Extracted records
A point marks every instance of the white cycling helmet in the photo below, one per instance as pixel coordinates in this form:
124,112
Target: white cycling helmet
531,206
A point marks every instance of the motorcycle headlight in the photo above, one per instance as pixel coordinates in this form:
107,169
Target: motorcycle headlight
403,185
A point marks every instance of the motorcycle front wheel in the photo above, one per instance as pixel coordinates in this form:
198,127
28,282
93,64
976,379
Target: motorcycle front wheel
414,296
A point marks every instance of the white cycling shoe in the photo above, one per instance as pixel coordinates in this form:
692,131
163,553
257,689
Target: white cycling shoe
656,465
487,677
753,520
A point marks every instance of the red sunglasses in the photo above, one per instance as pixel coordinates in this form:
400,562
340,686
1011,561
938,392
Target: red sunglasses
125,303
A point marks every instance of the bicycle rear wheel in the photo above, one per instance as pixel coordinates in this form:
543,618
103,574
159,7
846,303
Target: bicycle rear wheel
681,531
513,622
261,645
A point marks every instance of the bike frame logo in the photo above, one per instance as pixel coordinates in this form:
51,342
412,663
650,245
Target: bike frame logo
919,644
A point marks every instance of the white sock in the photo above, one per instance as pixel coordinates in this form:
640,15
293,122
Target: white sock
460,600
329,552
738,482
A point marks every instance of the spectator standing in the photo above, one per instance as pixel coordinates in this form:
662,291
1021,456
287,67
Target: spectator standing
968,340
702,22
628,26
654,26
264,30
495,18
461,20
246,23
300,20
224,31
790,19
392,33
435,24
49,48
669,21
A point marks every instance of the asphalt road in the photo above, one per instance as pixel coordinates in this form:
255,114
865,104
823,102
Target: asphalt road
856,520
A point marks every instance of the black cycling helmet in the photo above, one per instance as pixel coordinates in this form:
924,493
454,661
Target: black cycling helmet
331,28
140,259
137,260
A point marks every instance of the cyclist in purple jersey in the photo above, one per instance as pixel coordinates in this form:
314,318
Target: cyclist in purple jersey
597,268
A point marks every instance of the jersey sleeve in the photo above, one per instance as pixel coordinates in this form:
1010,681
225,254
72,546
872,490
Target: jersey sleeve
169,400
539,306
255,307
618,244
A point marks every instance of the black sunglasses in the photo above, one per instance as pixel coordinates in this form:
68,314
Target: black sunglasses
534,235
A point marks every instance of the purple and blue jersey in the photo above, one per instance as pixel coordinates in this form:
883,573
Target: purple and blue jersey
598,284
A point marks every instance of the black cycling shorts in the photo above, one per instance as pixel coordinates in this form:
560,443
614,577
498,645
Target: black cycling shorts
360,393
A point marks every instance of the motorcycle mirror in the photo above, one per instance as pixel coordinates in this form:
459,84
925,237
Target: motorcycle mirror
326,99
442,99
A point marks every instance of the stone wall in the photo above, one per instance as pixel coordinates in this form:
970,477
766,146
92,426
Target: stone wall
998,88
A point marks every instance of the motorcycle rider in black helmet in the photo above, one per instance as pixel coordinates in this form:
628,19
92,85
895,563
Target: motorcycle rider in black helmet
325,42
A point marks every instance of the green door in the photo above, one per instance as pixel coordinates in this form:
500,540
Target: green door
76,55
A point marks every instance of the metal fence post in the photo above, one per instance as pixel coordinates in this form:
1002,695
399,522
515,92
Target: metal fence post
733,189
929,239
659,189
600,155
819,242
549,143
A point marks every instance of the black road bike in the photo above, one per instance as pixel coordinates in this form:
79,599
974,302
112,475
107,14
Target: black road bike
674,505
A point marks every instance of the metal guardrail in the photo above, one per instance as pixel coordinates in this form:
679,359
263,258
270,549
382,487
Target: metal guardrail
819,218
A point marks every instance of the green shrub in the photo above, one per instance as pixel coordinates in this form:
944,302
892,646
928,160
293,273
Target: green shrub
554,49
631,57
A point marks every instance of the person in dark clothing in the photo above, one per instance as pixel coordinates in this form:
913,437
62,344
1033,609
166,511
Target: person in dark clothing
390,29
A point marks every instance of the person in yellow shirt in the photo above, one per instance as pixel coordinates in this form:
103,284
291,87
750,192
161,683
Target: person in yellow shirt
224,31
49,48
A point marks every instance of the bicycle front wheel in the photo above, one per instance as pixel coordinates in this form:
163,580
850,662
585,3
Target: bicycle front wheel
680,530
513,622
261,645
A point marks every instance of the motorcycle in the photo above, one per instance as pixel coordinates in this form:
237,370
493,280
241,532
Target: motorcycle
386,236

Set problem: Please lay out every line of the records above as a Markdown table with two columns, "Row" for the row number and "Line" for the line itself, leaving out blank lines.

Solution below:
| Row | Line |
|---|---|
| 1 | A point marks every instance of the white cycling helmet in the photo below, one per instance as pixel coordinates in this form: |
| 2 | 124,112 |
| 3 | Target: white cycling helmet |
| 4 | 531,206 |
| 5 | A point marks every instance of the motorcycle headlight in the photo above, one per instance as pixel coordinates in this form: |
| 6 | 107,169 |
| 7 | Target: motorcycle headlight |
| 8 | 403,185 |
| 9 | A point marks every instance of the motorcycle front wheel in the photo above, one per instance as pixel coordinates in this form: |
| 10 | 198,127 |
| 11 | 28,282 |
| 12 | 93,64 |
| 13 | 976,379 |
| 14 | Target: motorcycle front wheel |
| 15 | 414,296 |
| 16 | A point marks every instance of the white cycling shoe in the photo above, one per instance as pixel coordinates in this form: |
| 17 | 692,131 |
| 18 | 163,553 |
| 19 | 257,689 |
| 20 | Target: white cycling shoe |
| 21 | 656,465 |
| 22 | 487,677 |
| 23 | 753,520 |
| 24 | A point marks every instance of the red sunglasses in the photo above, one per instance as pixel coordinates in this form: |
| 25 | 400,562 |
| 26 | 340,686 |
| 27 | 1011,561 |
| 28 | 938,392 |
| 29 | Target: red sunglasses |
| 30 | 125,303 |
| 31 | A point marks every instance of the bicycle rear wheel in the photo above, one per instance as pixel coordinates in this form: |
| 32 | 543,618 |
| 33 | 103,574 |
| 34 | 159,7 |
| 35 | 846,303 |
| 36 | Target: bicycle rear wheel |
| 37 | 681,531 |
| 38 | 513,622 |
| 39 | 261,645 |
| 40 | A point marks every instance of the bike frame logo in the photo above, one per instance as pixel coordinates in this form: |
| 41 | 51,342 |
| 42 | 412,663 |
| 43 | 650,245 |
| 44 | Target: bike frame logo |
| 45 | 919,644 |
| 46 | A point marks every instance of the white sock in the photo above, one per instance as pixel coordinates in this form: |
| 47 | 640,15 |
| 48 | 293,122 |
| 49 | Target: white sock |
| 50 | 460,600 |
| 51 | 329,552 |
| 52 | 738,482 |
| 53 | A point marks every instance of the spectator standing in the photo above, one per instance as pixel coordinates in this form: |
| 54 | 662,291 |
| 55 | 1021,456 |
| 56 | 287,67 |
| 57 | Target: spectator standing |
| 58 | 968,340 |
| 59 | 702,22 |
| 60 | 628,26 |
| 61 | 654,26 |
| 62 | 264,30 |
| 63 | 495,18 |
| 64 | 461,20 |
| 65 | 246,23 |
| 66 | 300,20 |
| 67 | 224,31 |
| 68 | 790,19 |
| 69 | 392,33 |
| 70 | 435,24 |
| 71 | 49,48 |
| 72 | 669,21 |
| 73 | A point marks every instance of the asphalt road in the photo above, one per instance as pixel coordinates in this form: |
| 74 | 255,114 |
| 75 | 865,104 |
| 76 | 823,102 |
| 77 | Target: asphalt road |
| 78 | 856,520 |
| 79 | A point marks every instance of the black cycling helmet in the photo above, one per instance as pixel coordinates in this form: |
| 80 | 924,493 |
| 81 | 454,661 |
| 82 | Target: black cycling helmet |
| 83 | 331,28 |
| 84 | 140,259 |
| 85 | 137,260 |
| 86 | A point marks every instance of the cyclist in purple jersey in the photo above, one per instance as pixel coordinates in this form: |
| 87 | 314,318 |
| 88 | Target: cyclist in purple jersey |
| 89 | 597,268 |
| 90 | A point marks every instance of the jersey sleeve in the photo above, one per instance as pixel coordinates in this form: |
| 91 | 1010,681 |
| 92 | 225,254 |
| 93 | 72,546 |
| 94 | 872,490 |
| 95 | Target: jersey sleeve |
| 96 | 169,400 |
| 97 | 539,306 |
| 98 | 255,307 |
| 99 | 618,244 |
| 100 | A point marks every instance of the black sunglasses in the photo above, one per instance as pixel coordinates in this form: |
| 101 | 68,314 |
| 102 | Target: black sunglasses |
| 103 | 534,235 |
| 104 | A point marks every instance of the purple and blue jersey in the photo above, one per instance as pixel coordinates in this form: |
| 105 | 883,573 |
| 106 | Target: purple and blue jersey |
| 107 | 598,284 |
| 108 | A point marks every instance of the black cycling shorts in the photo above, one per instance as pixel coordinates in this form: |
| 109 | 560,443 |
| 110 | 614,577 |
| 111 | 498,645 |
| 112 | Target: black cycling shorts |
| 113 | 360,393 |
| 114 | A point marks every instance of the motorcycle mirror in the photo above, one per instance as pixel coordinates in this form: |
| 115 | 459,84 |
| 116 | 925,237 |
| 117 | Target: motorcycle mirror |
| 118 | 326,99 |
| 119 | 442,99 |
| 120 | A point marks every instance of the stone wall in the photo above, one per instance as pixel coordinates in this form: |
| 121 | 970,477 |
| 122 | 766,146 |
| 123 | 92,426 |
| 124 | Target: stone wall |
| 125 | 998,88 |
| 126 | A point marks every instance of the motorcycle rider in black helmet in the photo above, one per instance as pixel coordinates in this form: |
| 127 | 628,19 |
| 128 | 92,85 |
| 129 | 895,563 |
| 130 | Target: motorcycle rider in black helmet |
| 131 | 325,42 |
| 132 | A point marks every instance of the green door in the photo above, one per instance as pixel coordinates in this form: |
| 133 | 500,540 |
| 134 | Target: green door |
| 135 | 76,55 |
| 136 | A point marks every instance of the metal fence post in the photo above, one per instance as pixel coordinates in this form: |
| 137 | 1002,695 |
| 138 | 399,522 |
| 139 | 515,92 |
| 140 | Target: metal fence post |
| 141 | 733,189 |
| 142 | 929,239 |
| 143 | 659,189 |
| 144 | 600,155 |
| 145 | 819,242 |
| 146 | 549,143 |
| 147 | A point marks every instance of the black road bike in the photo above, one per instance as pixel coordinates in this form: |
| 148 | 79,599 |
| 149 | 974,302 |
| 150 | 112,475 |
| 151 | 107,14 |
| 152 | Target: black road bike |
| 153 | 674,505 |
| 154 | A point marks every instance of the metal guardrail in the photo above, one per instance as pixel coordinates in this form: |
| 155 | 679,359 |
| 156 | 263,258 |
| 157 | 270,549 |
| 158 | 382,487 |
| 159 | Target: metal guardrail |
| 160 | 819,218 |
| 161 | A point marks every instance of the green shrub in the photo above, one per instance as pixel coordinates in this form: |
| 162 | 944,302 |
| 163 | 892,646 |
| 164 | 928,160 |
| 165 | 293,273 |
| 166 | Target: green shrub |
| 167 | 554,49 |
| 168 | 631,57 |
| 169 | A point marks every instance of the person in dark clothing in the photo above, one per instance as pixel coordinates in this form: |
| 170 | 913,437 |
| 171 | 62,344 |
| 172 | 1033,609 |
| 173 | 166,511 |
| 174 | Target: person in dark clothing |
| 175 | 390,29 |
| 176 | A point marks every instance of the person in yellow shirt in the photo above, one per instance as pixel coordinates in this form: |
| 177 | 103,284 |
| 178 | 291,87 |
| 179 | 750,192 |
| 180 | 161,683 |
| 181 | Target: person in yellow shirt |
| 182 | 224,31 |
| 183 | 49,48 |
| 184 | A point marks every instance of the bicycle front wheel in the photo above, one per instance as pixel coordinates in this form: |
| 185 | 163,580 |
| 186 | 850,662 |
| 187 | 585,3 |
| 188 | Target: bicycle front wheel |
| 189 | 680,530 |
| 190 | 513,622 |
| 191 | 261,645 |
| 192 | A point marks every instance of the motorcycle in the photo above, one per instance as pixel coordinates in this form: |
| 193 | 237,370 |
| 194 | 493,280 |
| 195 | 241,532 |
| 196 | Target: motorcycle |
| 197 | 386,236 |